## Work to complete
This exercise calls for copying every line below that holds the word "island".

[Natural-language object grounding data]
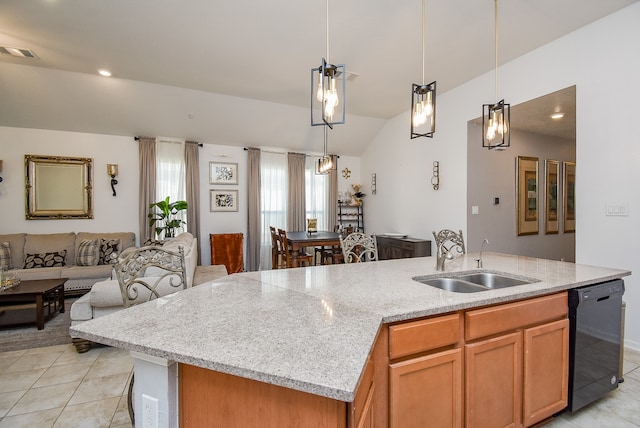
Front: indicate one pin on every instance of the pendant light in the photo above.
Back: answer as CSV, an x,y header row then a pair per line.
x,y
423,101
328,89
496,118
326,163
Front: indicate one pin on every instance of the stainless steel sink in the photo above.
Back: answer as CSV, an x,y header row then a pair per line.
x,y
473,282
493,280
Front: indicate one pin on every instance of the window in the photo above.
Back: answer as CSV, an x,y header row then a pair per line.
x,y
170,171
317,194
273,203
274,191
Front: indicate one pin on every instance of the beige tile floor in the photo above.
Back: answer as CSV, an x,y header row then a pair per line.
x,y
57,387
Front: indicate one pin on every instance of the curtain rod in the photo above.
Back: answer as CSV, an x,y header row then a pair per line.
x,y
284,153
138,139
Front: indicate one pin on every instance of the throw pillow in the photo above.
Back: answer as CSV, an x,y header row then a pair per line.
x,y
40,260
5,256
153,243
88,253
107,248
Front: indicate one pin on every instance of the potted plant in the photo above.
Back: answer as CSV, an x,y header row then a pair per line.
x,y
165,218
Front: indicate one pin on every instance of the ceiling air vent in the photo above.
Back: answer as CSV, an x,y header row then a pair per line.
x,y
20,53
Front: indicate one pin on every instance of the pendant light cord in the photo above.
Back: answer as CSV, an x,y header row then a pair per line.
x,y
328,32
423,13
496,45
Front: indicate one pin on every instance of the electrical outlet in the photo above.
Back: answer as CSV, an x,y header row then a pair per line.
x,y
149,412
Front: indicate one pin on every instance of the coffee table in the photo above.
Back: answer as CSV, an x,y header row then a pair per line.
x,y
46,296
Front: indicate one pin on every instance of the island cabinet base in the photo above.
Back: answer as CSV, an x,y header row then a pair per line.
x,y
214,399
499,366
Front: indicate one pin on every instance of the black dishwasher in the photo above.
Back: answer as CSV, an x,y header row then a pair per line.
x,y
595,315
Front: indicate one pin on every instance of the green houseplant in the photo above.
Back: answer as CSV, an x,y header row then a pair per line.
x,y
165,217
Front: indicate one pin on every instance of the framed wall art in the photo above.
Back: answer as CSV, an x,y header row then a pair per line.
x,y
569,197
551,218
223,173
223,200
58,187
527,195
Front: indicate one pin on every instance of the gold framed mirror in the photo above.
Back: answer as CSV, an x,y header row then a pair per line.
x,y
58,187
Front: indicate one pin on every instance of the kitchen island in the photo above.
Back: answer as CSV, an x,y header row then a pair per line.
x,y
310,330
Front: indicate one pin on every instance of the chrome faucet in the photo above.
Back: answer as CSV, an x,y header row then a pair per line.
x,y
444,252
479,261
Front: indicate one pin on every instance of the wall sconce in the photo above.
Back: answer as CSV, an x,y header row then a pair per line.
x,y
112,171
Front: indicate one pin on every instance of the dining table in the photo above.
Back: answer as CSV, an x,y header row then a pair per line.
x,y
302,239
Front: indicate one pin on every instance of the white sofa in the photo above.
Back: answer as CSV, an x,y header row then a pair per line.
x,y
105,297
81,278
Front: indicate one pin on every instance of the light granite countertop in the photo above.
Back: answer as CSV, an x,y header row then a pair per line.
x,y
311,329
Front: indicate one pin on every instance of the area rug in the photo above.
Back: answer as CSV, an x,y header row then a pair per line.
x,y
55,332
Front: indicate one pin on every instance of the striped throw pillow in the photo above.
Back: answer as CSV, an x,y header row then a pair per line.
x,y
107,248
5,256
88,252
53,259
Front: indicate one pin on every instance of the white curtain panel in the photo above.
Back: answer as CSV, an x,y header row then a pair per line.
x,y
317,197
273,201
170,170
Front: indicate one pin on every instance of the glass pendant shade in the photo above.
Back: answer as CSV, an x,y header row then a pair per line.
x,y
325,165
496,119
328,88
423,110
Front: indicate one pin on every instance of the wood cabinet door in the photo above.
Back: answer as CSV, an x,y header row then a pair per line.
x,y
493,379
426,391
546,370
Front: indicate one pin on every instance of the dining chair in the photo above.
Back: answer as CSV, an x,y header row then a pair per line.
x,y
301,256
358,247
275,248
328,254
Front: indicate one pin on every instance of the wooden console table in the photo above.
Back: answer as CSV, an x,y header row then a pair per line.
x,y
227,249
402,248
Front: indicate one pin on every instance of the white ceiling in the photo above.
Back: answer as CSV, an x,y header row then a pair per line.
x,y
262,50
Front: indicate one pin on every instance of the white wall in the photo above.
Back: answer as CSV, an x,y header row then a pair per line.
x,y
115,214
601,60
492,173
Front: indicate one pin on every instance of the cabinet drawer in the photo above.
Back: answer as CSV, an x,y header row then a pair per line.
x,y
511,316
419,336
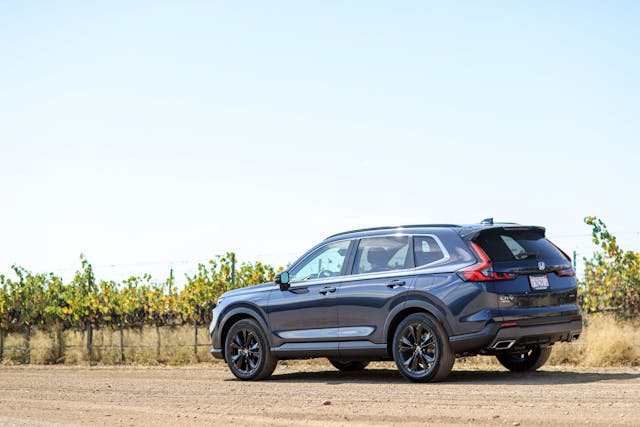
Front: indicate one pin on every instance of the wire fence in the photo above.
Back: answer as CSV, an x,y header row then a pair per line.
x,y
145,344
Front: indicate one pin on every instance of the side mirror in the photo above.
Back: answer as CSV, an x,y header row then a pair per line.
x,y
282,279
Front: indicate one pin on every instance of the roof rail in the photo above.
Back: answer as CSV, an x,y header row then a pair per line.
x,y
393,227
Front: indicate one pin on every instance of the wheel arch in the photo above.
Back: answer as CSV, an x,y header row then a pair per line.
x,y
409,308
239,312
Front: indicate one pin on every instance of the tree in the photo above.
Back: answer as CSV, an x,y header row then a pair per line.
x,y
612,275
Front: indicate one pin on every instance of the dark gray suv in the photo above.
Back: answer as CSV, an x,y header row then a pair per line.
x,y
419,295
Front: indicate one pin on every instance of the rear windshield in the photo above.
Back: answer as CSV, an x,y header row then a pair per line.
x,y
516,245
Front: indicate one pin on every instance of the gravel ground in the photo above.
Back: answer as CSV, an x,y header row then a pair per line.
x,y
314,394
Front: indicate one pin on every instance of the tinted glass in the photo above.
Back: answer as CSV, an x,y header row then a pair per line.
x,y
382,254
426,250
517,245
325,262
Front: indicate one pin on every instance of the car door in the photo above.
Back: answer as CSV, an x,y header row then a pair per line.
x,y
307,312
381,277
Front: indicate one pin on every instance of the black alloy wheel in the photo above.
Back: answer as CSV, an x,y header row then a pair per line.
x,y
246,351
421,349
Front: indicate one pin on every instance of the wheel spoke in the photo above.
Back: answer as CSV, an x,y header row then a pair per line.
x,y
407,362
418,331
412,334
252,363
414,364
426,338
238,339
238,362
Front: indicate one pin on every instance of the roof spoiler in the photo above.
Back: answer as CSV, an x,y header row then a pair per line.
x,y
472,233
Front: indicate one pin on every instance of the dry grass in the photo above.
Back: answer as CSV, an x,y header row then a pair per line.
x,y
147,345
604,342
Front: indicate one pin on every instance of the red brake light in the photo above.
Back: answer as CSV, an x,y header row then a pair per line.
x,y
566,272
482,270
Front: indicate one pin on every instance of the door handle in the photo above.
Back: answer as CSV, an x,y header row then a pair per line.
x,y
395,283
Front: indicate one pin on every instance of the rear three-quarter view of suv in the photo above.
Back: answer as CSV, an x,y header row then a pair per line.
x,y
419,295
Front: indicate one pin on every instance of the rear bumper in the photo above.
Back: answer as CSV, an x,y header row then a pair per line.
x,y
217,353
495,338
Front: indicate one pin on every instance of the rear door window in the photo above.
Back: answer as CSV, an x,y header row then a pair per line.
x,y
426,250
379,254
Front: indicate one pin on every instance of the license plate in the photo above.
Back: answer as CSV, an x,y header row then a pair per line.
x,y
539,283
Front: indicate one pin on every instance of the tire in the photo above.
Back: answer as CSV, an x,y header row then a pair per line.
x,y
349,366
421,349
529,360
247,351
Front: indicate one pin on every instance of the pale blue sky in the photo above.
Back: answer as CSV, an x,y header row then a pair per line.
x,y
151,134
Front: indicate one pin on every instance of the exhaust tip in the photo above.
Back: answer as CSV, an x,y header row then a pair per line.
x,y
503,345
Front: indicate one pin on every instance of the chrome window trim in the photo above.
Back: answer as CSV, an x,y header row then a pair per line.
x,y
378,275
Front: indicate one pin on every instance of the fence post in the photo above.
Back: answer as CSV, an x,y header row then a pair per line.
x,y
27,344
195,339
89,341
121,344
60,339
158,342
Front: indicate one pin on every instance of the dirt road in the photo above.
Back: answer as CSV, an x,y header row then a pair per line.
x,y
297,394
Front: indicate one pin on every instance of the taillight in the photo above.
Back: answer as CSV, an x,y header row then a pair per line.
x,y
566,272
482,271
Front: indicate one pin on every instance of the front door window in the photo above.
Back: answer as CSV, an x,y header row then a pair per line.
x,y
325,262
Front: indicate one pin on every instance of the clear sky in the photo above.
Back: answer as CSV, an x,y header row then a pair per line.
x,y
156,134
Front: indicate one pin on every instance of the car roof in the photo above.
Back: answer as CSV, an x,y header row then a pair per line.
x,y
463,230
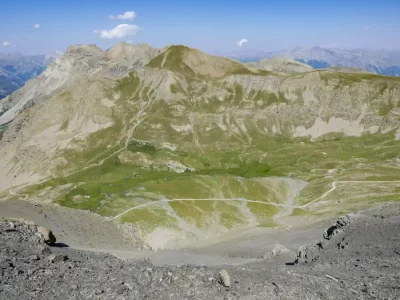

## Answer box
Front: indicate one pin on every instance of the island cabinet base in the photo above.
Front: indicate one pin on every instance of the kitchen island in the photo above.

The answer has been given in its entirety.